▶ **Teks untuk dibaca**
Tuesday, February 7, 2017

Ada Jurang di Tepi Kebebasan



"Anak menangis kehilangan bapa
Tanah sepi kehilangan lelakinya
Bukannya benih yang disebar di bumi subur ini
tapi bangkai dan wajah mati yang sia-sia"

Ini adalah penggalan puisi WS. Rendra tahun 1995. Telah lewat beberapa puluh tahun gambaran bait puisi ini. Gambaran pilu negeri kita dulu. Gambaran kehidupan yang memaksa melahirkan anak anak zamannya semisal Patimura juga Pangeran Dipenogoro. Mereka dan yang semisalnya lahir untuk merubah kehidupan yg ada pada waktu itu. Menuju ketenangan hidup, hidup beragama juga hidup bernegara.

Adalah nyata. Jiwa mereka adalah jiwa zamannya. Dan kita sadari zaman kita telah melahirkan dan membentuk jiwa yg entah apa akan kita definisikan. Jiwa yang enggan bergerak. Karna merasa hidup tenang, telah bernaung dari panasnya konflik dan hujan peperangan di dalam istana kebebasan.

Konflik dan perang memang telah merangsang pertumbuhan jiwa kesatria untuk berjuang membela hidupnya. Merebut kembali ketenangan yang telah diambil. Tapi kebebasan dan kesejahteraan hidup, apakah ia dicipta untuk membentuk jiwa yang cenderung diam? Bersenang ria diam di bawah naungannya?

▶ **Catatan yang disediakan**
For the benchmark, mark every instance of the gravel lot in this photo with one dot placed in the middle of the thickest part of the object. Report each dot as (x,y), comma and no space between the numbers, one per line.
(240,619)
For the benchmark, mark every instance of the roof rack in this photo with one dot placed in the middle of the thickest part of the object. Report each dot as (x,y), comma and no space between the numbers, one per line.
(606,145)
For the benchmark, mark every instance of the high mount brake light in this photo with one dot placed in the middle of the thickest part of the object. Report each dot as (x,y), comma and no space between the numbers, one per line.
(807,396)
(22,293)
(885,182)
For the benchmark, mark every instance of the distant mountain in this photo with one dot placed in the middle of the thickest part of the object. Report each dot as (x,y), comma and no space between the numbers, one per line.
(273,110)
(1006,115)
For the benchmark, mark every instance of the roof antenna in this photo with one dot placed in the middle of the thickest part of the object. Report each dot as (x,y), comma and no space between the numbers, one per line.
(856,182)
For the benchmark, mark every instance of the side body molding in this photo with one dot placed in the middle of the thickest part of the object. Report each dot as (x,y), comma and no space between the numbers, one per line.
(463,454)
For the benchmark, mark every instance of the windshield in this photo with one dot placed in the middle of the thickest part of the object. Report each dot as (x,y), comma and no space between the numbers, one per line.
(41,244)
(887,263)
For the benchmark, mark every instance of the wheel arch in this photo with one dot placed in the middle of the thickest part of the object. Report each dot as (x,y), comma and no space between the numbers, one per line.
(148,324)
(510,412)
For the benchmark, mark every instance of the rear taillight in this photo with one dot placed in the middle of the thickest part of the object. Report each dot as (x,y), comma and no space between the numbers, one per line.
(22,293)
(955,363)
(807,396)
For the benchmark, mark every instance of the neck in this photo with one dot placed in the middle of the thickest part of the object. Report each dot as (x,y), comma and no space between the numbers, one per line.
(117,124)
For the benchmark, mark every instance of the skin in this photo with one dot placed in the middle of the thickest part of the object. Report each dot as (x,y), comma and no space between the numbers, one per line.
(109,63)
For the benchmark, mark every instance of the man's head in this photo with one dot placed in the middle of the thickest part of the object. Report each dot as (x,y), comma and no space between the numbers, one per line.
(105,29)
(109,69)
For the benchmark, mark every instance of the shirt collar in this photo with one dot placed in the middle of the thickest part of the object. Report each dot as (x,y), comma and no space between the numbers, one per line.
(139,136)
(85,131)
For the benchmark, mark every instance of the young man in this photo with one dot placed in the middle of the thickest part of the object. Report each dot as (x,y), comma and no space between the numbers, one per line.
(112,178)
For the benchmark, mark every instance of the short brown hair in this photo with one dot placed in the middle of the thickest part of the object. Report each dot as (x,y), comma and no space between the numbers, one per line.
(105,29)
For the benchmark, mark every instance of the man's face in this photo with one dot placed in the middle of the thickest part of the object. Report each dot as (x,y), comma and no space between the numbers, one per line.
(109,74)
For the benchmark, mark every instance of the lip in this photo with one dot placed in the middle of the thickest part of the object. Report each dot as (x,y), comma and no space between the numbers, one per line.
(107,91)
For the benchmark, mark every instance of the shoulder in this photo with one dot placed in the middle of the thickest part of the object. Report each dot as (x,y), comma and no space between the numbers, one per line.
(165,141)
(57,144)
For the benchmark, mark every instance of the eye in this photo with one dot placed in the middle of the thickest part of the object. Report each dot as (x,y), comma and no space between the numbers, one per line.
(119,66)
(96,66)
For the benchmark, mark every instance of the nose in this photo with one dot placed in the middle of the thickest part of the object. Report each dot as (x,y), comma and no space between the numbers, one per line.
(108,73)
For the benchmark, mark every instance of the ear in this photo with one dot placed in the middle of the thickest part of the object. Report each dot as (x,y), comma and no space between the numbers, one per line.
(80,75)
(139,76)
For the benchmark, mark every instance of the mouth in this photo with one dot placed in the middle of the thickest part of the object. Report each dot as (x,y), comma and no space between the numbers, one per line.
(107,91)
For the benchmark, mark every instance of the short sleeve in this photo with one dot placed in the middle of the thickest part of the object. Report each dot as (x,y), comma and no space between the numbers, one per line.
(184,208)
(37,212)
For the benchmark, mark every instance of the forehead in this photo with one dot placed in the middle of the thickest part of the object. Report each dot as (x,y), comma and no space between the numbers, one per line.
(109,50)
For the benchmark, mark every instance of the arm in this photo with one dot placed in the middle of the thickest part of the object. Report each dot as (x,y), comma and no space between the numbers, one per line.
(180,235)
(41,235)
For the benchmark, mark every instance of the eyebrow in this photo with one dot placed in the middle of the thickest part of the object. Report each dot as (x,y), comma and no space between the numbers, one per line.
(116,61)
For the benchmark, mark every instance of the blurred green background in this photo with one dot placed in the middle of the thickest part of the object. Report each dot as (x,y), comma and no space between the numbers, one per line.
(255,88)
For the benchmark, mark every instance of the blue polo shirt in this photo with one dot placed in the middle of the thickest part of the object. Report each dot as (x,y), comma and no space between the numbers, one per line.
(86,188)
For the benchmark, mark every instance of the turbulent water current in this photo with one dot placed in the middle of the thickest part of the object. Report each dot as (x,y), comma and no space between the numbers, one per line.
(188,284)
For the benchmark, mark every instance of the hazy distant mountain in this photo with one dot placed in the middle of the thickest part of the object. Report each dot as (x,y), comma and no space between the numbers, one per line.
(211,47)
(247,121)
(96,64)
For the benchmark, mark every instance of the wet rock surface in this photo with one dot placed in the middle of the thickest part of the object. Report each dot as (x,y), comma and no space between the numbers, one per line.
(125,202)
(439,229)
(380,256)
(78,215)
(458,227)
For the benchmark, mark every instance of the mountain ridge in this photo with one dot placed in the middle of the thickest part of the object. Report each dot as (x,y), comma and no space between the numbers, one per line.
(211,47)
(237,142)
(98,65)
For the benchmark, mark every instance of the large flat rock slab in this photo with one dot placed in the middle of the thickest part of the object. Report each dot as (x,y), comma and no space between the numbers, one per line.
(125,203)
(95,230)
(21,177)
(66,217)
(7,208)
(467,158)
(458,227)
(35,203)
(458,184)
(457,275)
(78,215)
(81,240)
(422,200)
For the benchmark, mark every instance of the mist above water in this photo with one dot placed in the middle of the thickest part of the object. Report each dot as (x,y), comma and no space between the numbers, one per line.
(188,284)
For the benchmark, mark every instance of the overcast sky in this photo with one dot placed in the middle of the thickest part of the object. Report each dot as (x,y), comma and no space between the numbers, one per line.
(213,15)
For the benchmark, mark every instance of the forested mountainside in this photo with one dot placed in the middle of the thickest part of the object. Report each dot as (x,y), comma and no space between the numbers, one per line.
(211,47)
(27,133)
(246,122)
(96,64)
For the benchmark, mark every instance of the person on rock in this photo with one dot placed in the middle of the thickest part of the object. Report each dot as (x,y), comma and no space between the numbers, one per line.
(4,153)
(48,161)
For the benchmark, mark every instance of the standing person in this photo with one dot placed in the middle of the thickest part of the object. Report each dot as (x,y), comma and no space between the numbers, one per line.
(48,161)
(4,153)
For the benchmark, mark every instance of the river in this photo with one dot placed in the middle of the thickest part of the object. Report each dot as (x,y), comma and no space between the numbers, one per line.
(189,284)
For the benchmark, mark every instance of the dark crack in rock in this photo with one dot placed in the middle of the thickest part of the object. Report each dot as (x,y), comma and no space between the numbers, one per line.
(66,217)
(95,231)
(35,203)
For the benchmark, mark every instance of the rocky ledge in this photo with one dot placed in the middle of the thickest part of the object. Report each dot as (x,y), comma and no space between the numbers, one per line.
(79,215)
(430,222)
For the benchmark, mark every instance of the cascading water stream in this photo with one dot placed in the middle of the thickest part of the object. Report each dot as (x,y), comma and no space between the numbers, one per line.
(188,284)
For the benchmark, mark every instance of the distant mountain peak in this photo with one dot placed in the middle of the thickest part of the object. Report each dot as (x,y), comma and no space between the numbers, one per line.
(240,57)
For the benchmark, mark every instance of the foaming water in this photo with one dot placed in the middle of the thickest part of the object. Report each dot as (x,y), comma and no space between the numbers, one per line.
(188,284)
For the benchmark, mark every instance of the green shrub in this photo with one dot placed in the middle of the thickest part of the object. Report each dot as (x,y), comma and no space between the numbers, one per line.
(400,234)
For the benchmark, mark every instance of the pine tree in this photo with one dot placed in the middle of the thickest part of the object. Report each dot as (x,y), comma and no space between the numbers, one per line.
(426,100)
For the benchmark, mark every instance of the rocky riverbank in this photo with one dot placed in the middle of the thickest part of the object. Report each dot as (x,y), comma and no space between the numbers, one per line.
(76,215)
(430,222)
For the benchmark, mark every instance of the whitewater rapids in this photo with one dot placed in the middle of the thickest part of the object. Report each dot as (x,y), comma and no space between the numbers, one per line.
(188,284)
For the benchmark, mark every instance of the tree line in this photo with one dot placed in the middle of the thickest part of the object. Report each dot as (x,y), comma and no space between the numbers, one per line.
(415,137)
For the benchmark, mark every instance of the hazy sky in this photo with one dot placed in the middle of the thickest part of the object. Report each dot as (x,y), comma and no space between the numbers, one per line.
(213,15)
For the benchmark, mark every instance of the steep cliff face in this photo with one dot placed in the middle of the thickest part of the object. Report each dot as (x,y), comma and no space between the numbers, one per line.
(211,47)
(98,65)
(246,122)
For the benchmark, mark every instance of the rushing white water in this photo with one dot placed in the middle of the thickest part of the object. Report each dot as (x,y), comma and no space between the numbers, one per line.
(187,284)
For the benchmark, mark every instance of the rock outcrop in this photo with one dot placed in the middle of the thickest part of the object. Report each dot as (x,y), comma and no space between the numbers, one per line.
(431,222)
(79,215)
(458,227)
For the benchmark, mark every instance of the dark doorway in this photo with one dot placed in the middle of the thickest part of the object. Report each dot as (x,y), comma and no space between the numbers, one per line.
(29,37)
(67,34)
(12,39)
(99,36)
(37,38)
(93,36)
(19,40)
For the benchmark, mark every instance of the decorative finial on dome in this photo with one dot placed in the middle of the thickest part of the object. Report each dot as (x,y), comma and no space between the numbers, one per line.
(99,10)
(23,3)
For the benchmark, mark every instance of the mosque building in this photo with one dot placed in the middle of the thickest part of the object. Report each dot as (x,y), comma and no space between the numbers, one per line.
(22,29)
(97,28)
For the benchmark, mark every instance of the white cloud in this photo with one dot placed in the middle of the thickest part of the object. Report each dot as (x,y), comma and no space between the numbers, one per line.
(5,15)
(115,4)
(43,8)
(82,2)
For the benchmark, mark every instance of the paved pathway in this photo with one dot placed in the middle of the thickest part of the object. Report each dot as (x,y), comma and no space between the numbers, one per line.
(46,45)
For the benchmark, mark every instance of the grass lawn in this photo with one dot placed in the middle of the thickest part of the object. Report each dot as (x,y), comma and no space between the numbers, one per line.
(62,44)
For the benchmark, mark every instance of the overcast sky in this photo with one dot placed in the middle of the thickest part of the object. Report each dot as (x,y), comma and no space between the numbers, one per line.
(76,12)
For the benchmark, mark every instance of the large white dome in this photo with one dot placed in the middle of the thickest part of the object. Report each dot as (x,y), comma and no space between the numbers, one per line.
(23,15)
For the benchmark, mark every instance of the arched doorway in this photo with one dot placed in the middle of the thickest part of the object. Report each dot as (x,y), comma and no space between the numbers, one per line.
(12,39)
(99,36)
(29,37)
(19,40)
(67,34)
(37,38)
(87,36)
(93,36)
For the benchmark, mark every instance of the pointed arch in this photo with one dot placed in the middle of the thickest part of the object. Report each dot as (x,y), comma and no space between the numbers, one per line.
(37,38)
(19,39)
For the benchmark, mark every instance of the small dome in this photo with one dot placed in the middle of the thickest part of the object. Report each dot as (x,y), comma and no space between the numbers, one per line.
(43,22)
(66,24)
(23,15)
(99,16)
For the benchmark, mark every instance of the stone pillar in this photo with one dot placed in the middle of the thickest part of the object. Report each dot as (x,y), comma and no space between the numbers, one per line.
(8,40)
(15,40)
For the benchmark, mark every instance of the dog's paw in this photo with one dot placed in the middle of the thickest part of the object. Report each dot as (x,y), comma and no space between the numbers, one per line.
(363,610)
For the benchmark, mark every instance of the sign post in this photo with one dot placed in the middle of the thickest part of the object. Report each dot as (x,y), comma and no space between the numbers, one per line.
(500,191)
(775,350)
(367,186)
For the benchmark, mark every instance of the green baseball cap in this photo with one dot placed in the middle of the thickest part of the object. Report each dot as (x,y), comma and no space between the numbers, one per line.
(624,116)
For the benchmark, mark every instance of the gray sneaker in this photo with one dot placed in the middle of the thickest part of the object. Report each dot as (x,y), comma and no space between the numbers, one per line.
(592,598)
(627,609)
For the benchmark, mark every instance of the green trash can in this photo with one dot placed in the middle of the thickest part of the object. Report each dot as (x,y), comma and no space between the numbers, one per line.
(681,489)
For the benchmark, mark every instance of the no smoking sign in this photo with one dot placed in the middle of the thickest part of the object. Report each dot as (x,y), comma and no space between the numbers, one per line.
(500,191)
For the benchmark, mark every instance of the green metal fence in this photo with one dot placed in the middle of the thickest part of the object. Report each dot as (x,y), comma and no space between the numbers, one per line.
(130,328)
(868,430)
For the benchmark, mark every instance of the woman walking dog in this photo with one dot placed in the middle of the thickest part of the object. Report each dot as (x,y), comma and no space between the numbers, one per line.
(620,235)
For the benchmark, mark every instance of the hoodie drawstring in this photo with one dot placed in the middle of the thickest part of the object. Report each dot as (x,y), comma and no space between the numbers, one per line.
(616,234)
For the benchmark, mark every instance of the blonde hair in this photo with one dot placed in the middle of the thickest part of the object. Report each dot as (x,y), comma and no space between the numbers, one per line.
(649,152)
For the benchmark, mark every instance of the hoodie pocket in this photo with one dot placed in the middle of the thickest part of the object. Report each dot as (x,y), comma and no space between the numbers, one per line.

▶ **Kerjakan tugas berikut**
• a. Menurut esai tentang kebebasan di atas, mengapa jiwa zaman kita disebut "enggan bergerak"? Jawab dalam satu sampai tiga kalimat.
• b. Teruskan esai tentang kebebasan itu mulai setelah kalimat terakhirnya.

▶ **Jawaban tugas**
• a. Jiwa zaman kita disebut enggan bergerak karena merasa hidup tenang. Jiwa itu telah bernaung dari panasnya konflik dan hujan peperangan di dalam istana kebebasan.

• b.
" Dan masa (kejayaan dan kehancuran) itu Kami pergilirkan diantara manusia (agar mereka mendapat pelajaran), dan supaya Allah membedakan orang-orang yang beriman (dengan orang-orang kafir) supaya sebagian kamu dijadikan-Nya (gugur sebagai) syuhada". (Ali Imran : 140)

Dua sisi kehidupan yang Alloh ciptakan ini adalah nyata. Dia menjadikannya untuk membedakan siapa yang bisa memanfaatkan momen tersebut atau tidak untuk menuju kejayaan yang abadi. Kholidiina fiihaa.

Kita hidup dalam kondisi tenang. Tapi suatu saat pasti kita akan berada dalam kondisi seram dan mengancam. Tidak perlu ditakuti, yang harus paling kita khawatirkan adalah ketika kondisi itu datang, kita tidak punya cukup ruang dan waktu melatih jiwa kita.

Inilah, bersama tulisan ini aku panjatkan doa supaya engkau juga bisa berdoa untukku. "Agar semoga Alloh segera menyadarkan kita kepada hal yang akan menyelamatkan kita". Karna kata WS Rendra, melanjutkan bait puisinya :

"Malam dan wajahku adalah satu warna
Dosa dan nafasku adalah satu udara.
Tak ada lagi pilihan kecuali menyadari
-biarpun bersama penyesalan-"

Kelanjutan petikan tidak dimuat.